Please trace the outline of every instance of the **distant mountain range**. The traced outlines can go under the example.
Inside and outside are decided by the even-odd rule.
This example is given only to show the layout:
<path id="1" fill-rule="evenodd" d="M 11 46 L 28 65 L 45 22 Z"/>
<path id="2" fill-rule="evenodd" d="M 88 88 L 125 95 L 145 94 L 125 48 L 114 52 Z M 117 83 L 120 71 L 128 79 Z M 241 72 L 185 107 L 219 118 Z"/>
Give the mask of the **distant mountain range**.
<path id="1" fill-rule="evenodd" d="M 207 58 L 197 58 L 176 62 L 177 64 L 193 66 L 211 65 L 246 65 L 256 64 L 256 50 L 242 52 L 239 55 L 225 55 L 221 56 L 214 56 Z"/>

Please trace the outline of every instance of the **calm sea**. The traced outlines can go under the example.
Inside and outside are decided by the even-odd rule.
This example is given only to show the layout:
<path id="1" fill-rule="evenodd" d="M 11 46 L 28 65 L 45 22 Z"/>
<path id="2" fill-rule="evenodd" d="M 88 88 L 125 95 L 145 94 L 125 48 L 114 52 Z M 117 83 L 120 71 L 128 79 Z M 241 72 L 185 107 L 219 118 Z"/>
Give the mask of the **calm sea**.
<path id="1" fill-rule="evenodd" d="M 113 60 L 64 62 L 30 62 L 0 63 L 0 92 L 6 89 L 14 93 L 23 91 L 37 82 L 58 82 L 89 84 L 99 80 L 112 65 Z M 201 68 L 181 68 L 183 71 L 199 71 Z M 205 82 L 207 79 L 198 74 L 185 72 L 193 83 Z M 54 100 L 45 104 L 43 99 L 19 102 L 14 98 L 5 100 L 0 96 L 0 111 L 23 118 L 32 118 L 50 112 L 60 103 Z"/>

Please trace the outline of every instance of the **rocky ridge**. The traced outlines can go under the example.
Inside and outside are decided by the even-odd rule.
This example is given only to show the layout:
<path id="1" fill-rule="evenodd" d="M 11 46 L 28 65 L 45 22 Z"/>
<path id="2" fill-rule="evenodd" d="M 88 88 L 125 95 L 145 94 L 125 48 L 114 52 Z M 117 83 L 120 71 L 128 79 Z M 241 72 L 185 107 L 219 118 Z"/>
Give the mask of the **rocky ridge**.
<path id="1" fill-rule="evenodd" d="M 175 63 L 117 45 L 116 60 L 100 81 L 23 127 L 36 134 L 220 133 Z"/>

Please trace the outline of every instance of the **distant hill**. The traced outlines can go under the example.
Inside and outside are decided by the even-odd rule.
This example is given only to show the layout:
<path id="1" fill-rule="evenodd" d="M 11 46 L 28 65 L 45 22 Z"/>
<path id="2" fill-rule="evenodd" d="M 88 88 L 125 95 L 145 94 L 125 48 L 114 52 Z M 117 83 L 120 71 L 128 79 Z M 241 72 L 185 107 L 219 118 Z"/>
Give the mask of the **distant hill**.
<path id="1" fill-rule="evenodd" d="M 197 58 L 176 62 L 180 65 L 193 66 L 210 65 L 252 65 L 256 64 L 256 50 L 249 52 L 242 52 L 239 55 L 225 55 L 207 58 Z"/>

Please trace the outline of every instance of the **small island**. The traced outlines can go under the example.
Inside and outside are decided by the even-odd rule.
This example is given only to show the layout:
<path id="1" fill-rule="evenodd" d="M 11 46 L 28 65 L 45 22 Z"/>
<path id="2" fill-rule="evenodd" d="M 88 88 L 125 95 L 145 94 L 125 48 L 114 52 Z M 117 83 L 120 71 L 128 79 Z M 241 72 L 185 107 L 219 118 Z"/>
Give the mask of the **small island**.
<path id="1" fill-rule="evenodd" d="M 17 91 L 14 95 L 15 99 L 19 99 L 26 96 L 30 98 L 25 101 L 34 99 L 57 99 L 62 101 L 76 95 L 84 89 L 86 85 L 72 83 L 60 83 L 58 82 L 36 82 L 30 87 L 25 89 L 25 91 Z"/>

**DESCRIPTION OF THE TASK:** Copy every one of the lines above character for character, keeping their order and changing nothing.

**PROBLEM SOLUTION:**
Please trace the outline of every instance of the **distant mountain range**. The traced outlines can go under the example.
Inside and outside are decided by the even-odd rule.
This example is given only to show the layout:
<path id="1" fill-rule="evenodd" d="M 11 46 L 28 65 L 45 22 Z"/>
<path id="2" fill-rule="evenodd" d="M 88 88 L 125 95 L 145 94 L 125 48 L 114 52 Z M 117 83 L 120 71 L 128 79 Z M 241 72 L 185 107 L 219 118 Z"/>
Give the mask of the **distant mountain range**.
<path id="1" fill-rule="evenodd" d="M 207 58 L 197 58 L 176 62 L 177 64 L 193 66 L 211 65 L 246 65 L 256 64 L 256 50 L 242 52 L 239 55 L 225 55 L 221 56 L 214 56 Z"/>

Please trace the outline of every instance of the **calm sea**. The traced outlines can go under the example.
Inside and outside are decided by the even-odd rule.
This example is given only to show the layout:
<path id="1" fill-rule="evenodd" d="M 11 46 L 28 65 L 45 22 Z"/>
<path id="2" fill-rule="evenodd" d="M 88 88 L 125 95 L 145 94 L 125 48 L 114 52 Z M 117 83 L 120 71 L 128 79 Z M 241 72 L 185 107 L 219 118 Z"/>
Give the mask of the **calm sea**.
<path id="1" fill-rule="evenodd" d="M 113 60 L 64 62 L 30 62 L 0 63 L 0 92 L 6 89 L 14 93 L 23 91 L 37 82 L 58 82 L 89 84 L 99 80 L 112 65 Z M 201 68 L 181 68 L 183 71 L 199 71 Z M 205 82 L 207 79 L 198 74 L 185 72 L 193 83 Z M 54 100 L 45 104 L 43 99 L 19 102 L 14 98 L 5 100 L 0 96 L 0 111 L 23 118 L 32 118 L 50 112 L 60 103 Z"/>

Please trace the outline of every instance of the **rocky ridge**. The traced outlines can go under the example.
Inside and outside are decided by the even-odd rule.
This example is given only to show the layout:
<path id="1" fill-rule="evenodd" d="M 11 46 L 28 65 L 45 22 Z"/>
<path id="2" fill-rule="evenodd" d="M 88 88 L 125 95 L 145 94 L 125 48 L 114 52 Z M 117 83 L 120 71 L 128 79 Z M 241 72 L 185 107 L 219 118 Z"/>
Give the mask of the **rocky ridge**.
<path id="1" fill-rule="evenodd" d="M 175 63 L 117 45 L 116 60 L 100 81 L 23 127 L 36 134 L 220 133 Z"/>

Please trace the outline of every instance of the **distant hill**. The traced outlines can go under the example.
Inside and outside are decided by the even-odd rule.
This example is given only to show the layout:
<path id="1" fill-rule="evenodd" d="M 11 46 L 28 65 L 45 22 Z"/>
<path id="2" fill-rule="evenodd" d="M 88 88 L 125 95 L 145 94 L 125 48 L 114 52 Z M 117 83 L 120 71 L 128 79 Z M 241 72 L 185 107 L 219 118 Z"/>
Give the mask of the **distant hill**.
<path id="1" fill-rule="evenodd" d="M 197 58 L 176 62 L 180 65 L 193 66 L 210 65 L 252 65 L 256 64 L 256 50 L 249 52 L 242 52 L 239 55 L 225 55 L 207 58 Z"/>

Please trace the outline of every instance of the **small island**. The traced outlines can go under the example.
Inside and outside are decided by the even-odd rule.
This example is given only to show the layout:
<path id="1" fill-rule="evenodd" d="M 11 46 L 28 65 L 45 22 Z"/>
<path id="2" fill-rule="evenodd" d="M 88 88 L 125 95 L 145 94 L 125 48 L 114 52 Z M 117 83 L 120 71 L 128 79 Z M 241 72 L 185 107 L 219 118 Z"/>
Give the mask of the **small island**.
<path id="1" fill-rule="evenodd" d="M 17 91 L 14 95 L 15 99 L 19 99 L 26 96 L 30 98 L 25 101 L 34 99 L 57 99 L 62 101 L 76 95 L 84 89 L 86 85 L 72 83 L 60 83 L 58 82 L 36 82 L 30 87 L 25 89 L 25 91 Z"/>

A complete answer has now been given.